Extracted data -
◆ ◆ ◆ ◆ ◆

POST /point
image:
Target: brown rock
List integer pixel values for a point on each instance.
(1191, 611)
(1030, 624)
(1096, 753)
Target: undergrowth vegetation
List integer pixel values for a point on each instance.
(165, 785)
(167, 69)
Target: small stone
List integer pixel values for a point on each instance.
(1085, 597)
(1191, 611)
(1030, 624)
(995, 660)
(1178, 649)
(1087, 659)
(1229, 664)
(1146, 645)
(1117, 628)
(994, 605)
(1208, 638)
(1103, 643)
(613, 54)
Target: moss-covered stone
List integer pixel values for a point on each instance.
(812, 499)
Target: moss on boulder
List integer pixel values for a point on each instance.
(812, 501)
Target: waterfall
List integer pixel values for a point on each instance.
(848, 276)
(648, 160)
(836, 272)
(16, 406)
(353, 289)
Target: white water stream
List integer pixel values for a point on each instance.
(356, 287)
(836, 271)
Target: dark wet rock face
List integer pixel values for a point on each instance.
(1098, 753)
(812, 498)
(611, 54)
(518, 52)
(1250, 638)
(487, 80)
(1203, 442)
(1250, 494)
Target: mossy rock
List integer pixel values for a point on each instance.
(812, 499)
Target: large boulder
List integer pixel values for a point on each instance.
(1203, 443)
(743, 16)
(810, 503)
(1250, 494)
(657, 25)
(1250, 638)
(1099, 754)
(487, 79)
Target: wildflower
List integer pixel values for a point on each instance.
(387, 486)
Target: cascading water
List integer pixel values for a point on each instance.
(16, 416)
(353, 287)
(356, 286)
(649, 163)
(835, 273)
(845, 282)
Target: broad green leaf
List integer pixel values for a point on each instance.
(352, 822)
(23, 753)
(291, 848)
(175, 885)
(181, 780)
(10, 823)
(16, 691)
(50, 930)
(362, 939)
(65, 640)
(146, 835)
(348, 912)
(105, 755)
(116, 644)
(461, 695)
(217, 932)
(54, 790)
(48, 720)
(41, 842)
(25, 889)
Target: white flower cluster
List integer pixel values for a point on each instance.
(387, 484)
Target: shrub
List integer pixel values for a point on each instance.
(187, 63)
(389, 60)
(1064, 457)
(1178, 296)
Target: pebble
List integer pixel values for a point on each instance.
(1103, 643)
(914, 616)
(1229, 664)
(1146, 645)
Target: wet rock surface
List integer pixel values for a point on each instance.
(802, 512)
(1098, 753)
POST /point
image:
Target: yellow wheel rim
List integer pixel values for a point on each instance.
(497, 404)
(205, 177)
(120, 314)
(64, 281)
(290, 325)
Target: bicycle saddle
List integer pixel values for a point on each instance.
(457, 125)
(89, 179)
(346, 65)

◆ ◆ ◆ ◆ ◆

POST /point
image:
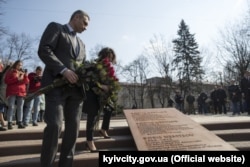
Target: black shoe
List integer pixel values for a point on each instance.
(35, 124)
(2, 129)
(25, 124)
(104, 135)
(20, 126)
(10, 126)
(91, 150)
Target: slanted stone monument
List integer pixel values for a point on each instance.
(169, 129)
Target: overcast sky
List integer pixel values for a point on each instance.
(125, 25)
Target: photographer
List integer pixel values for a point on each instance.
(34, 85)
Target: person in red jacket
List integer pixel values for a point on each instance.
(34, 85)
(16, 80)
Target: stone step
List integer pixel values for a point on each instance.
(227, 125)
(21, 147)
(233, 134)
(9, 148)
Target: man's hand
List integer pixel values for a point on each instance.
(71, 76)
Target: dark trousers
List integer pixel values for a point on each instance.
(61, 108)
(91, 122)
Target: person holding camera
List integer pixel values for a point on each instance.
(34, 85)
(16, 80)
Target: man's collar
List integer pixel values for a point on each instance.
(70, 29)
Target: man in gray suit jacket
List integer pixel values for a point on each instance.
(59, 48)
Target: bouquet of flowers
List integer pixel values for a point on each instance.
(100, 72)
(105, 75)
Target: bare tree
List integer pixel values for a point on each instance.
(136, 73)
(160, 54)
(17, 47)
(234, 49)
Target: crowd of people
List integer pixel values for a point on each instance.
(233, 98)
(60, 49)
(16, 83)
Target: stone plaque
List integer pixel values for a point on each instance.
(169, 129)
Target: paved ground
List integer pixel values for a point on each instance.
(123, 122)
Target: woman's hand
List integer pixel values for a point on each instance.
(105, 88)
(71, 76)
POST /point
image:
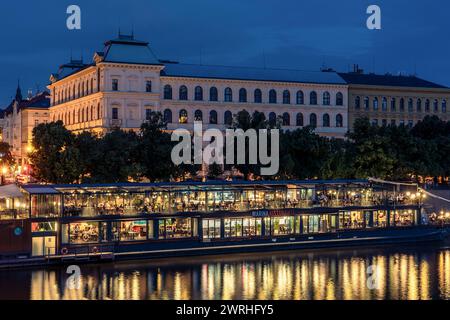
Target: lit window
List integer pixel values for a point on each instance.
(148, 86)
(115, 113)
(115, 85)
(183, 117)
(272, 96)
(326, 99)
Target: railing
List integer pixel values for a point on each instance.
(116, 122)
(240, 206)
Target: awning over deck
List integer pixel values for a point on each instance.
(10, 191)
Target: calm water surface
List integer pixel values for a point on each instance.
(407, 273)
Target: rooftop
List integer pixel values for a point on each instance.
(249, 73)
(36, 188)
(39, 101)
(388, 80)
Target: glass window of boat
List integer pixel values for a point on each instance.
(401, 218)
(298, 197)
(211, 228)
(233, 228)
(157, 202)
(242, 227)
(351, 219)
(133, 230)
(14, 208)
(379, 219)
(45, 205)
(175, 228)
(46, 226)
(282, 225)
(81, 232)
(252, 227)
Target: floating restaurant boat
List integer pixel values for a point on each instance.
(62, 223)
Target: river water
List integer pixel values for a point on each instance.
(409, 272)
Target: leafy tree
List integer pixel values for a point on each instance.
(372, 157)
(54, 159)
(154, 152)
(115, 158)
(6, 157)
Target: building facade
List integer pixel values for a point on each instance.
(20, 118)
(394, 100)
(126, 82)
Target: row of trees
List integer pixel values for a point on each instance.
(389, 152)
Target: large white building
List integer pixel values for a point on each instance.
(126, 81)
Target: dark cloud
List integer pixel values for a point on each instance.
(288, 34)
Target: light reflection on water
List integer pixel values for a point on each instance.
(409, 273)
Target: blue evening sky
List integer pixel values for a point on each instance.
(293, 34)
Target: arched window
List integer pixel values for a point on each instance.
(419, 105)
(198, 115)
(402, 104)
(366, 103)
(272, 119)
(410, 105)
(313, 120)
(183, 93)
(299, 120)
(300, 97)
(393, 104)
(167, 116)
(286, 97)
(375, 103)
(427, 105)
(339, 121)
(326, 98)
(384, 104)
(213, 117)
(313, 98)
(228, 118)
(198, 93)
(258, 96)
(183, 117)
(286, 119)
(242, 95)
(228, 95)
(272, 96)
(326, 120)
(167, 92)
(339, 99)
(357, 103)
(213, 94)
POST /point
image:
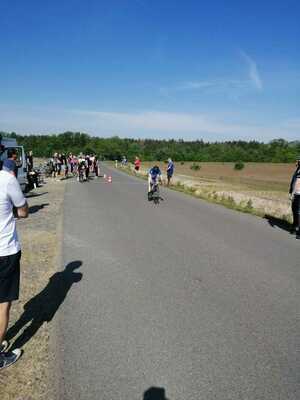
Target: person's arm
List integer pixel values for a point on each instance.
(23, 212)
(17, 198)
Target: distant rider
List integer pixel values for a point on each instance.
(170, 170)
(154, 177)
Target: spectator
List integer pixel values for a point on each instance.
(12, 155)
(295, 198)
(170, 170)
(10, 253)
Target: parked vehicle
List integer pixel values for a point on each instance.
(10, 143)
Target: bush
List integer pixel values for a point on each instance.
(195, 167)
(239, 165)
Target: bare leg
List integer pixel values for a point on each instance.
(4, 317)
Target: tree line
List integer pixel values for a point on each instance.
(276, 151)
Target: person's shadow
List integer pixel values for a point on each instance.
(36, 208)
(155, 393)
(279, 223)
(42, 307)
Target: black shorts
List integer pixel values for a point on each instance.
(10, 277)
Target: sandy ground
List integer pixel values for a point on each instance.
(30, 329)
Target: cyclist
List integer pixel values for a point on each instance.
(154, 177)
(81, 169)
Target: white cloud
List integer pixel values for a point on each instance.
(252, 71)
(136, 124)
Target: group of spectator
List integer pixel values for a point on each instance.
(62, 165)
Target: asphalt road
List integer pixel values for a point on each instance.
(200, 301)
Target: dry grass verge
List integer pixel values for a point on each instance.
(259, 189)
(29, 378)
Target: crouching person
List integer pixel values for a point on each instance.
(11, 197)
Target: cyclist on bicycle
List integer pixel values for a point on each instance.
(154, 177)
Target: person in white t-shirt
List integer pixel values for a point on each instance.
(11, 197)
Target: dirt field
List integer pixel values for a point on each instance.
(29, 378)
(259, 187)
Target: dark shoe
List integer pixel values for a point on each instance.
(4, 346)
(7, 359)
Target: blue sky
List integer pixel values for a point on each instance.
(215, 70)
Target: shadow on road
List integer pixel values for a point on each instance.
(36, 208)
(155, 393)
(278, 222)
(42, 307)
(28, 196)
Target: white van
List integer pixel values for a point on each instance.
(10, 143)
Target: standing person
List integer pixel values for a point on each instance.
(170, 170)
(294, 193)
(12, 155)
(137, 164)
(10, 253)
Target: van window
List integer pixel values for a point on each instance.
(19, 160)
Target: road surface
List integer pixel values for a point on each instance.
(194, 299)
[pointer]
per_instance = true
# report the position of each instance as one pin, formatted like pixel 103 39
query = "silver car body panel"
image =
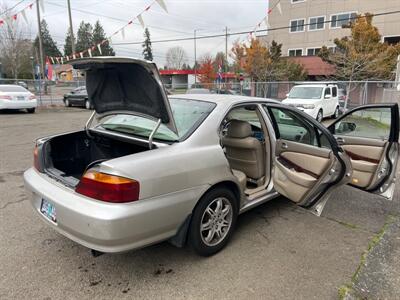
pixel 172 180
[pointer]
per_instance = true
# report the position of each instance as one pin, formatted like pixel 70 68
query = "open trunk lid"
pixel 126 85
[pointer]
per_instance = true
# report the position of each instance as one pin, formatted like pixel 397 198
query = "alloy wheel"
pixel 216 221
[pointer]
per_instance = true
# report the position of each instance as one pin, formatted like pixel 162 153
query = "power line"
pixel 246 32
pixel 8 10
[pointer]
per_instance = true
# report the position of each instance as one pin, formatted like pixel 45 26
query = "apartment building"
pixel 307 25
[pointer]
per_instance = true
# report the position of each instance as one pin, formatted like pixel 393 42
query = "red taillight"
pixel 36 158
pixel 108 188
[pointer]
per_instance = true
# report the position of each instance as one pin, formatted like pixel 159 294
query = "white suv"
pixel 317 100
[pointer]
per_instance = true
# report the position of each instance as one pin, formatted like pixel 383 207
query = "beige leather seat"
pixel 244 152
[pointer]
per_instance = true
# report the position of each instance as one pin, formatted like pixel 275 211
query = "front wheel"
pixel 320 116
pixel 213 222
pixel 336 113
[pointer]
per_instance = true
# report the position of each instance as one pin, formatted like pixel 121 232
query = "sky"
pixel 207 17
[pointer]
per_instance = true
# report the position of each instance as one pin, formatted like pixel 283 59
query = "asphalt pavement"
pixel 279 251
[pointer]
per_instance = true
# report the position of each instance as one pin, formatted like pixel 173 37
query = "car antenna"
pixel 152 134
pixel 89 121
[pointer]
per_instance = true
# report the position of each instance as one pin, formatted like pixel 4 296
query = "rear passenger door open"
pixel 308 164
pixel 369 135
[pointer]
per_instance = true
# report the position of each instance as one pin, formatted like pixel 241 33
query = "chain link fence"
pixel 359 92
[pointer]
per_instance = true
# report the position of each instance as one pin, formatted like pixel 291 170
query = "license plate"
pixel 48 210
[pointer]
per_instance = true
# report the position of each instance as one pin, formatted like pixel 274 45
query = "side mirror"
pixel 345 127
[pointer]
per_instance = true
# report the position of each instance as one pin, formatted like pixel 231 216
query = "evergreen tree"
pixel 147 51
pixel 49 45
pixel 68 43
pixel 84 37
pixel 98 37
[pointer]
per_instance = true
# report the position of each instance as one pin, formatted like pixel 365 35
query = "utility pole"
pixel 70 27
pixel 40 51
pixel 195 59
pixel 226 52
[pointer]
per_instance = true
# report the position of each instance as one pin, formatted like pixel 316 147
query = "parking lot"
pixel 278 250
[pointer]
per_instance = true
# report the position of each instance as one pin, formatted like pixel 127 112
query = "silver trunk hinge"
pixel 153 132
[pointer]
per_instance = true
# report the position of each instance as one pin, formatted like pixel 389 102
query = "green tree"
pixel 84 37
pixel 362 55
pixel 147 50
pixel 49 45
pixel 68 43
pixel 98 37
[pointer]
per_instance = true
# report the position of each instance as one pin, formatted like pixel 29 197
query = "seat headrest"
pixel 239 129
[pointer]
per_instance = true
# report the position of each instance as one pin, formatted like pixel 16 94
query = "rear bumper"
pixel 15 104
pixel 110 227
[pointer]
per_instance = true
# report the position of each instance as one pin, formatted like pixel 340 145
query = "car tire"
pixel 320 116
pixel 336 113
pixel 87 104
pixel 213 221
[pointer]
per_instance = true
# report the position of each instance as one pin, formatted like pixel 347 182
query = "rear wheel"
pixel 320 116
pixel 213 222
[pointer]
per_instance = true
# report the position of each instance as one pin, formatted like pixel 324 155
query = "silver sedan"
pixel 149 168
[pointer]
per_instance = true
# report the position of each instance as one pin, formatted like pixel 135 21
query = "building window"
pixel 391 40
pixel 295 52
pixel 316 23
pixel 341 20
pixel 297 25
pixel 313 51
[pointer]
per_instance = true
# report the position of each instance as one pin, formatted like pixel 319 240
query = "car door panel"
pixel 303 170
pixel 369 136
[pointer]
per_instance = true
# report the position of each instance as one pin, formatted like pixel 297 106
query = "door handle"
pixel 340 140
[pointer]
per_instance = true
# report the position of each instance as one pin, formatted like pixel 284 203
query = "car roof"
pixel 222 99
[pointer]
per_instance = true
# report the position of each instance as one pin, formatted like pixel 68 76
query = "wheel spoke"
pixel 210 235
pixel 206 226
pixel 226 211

◆ ◆ ◆ ◆ ◆

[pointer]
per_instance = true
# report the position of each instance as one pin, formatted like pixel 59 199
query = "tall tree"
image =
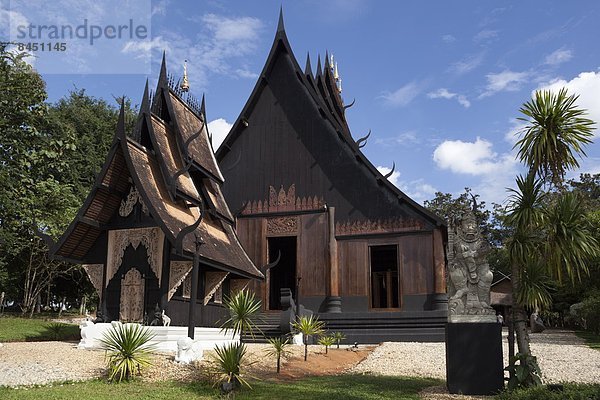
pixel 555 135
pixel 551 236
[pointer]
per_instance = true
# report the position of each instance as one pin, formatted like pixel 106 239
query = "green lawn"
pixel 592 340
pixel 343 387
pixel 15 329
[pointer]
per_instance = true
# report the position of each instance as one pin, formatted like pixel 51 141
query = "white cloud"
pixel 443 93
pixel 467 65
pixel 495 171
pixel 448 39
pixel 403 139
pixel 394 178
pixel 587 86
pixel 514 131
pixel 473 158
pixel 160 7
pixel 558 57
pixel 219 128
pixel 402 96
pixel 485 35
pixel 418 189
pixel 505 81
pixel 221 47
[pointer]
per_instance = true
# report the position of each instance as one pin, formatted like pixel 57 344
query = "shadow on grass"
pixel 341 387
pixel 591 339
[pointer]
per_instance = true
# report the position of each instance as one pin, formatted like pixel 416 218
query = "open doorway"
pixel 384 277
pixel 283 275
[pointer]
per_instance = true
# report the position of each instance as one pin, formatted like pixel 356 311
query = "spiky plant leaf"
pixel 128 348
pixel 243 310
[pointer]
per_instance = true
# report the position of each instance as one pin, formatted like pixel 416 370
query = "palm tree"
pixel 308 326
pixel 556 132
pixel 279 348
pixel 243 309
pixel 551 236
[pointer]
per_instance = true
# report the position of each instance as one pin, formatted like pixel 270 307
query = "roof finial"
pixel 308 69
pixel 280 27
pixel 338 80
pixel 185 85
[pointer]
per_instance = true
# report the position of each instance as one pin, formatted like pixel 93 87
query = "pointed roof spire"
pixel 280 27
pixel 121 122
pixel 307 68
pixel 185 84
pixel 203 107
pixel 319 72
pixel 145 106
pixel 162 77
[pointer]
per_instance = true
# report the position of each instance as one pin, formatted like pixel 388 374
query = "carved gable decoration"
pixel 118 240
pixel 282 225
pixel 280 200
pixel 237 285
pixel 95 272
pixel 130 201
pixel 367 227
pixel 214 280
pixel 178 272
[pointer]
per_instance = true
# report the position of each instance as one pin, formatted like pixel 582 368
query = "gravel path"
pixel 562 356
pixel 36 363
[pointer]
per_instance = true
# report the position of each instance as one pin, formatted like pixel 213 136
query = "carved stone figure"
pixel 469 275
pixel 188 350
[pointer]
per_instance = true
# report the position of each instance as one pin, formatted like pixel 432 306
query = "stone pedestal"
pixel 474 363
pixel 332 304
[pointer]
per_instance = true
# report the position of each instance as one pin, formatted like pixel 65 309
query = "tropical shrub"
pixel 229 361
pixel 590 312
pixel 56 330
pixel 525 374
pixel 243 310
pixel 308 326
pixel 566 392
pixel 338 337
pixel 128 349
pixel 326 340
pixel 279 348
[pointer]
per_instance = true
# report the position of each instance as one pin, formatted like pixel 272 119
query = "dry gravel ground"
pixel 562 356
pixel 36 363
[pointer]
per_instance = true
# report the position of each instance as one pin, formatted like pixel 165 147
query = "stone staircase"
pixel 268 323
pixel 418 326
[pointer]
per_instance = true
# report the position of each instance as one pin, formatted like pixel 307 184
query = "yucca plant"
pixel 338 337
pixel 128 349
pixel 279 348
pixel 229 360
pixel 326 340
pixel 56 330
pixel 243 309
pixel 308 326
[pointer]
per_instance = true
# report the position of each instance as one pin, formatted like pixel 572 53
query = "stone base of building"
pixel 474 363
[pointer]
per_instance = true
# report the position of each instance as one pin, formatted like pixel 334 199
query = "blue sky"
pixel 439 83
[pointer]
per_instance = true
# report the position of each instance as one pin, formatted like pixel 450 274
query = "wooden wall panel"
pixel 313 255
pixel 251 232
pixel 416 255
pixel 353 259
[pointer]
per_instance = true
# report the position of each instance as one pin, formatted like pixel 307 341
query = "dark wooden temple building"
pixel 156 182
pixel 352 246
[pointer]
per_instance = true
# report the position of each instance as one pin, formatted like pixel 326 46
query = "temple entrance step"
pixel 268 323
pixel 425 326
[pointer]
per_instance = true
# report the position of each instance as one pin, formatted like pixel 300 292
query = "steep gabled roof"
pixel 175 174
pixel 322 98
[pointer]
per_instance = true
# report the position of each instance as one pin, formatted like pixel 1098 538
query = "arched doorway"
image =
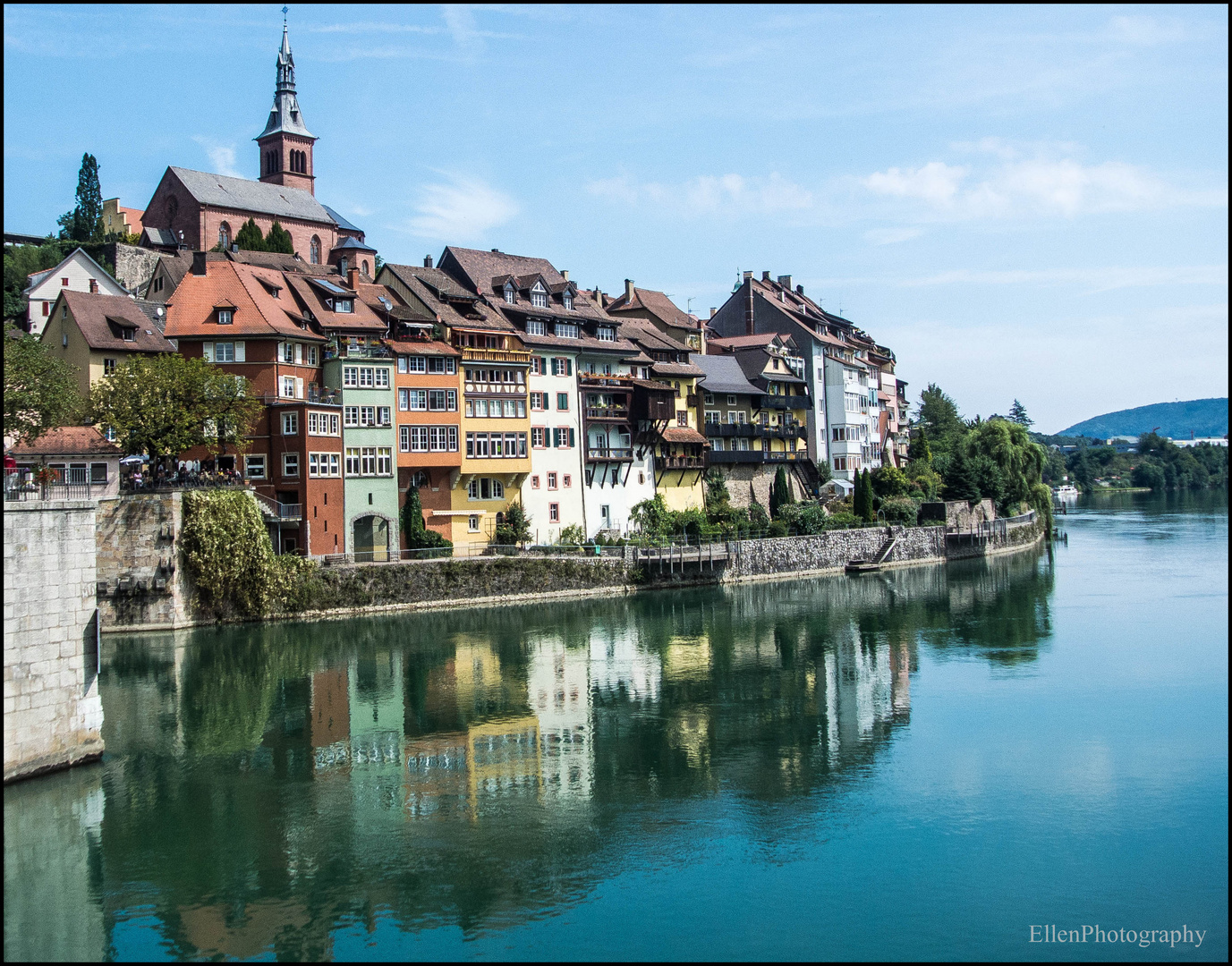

◆ ◆ ◆ ◆ ◆

Problem to solve -
From the entries above, extract every line where the word "spectator" appears.

Answer to the exercise -
Target: spectator
Target: group of spectator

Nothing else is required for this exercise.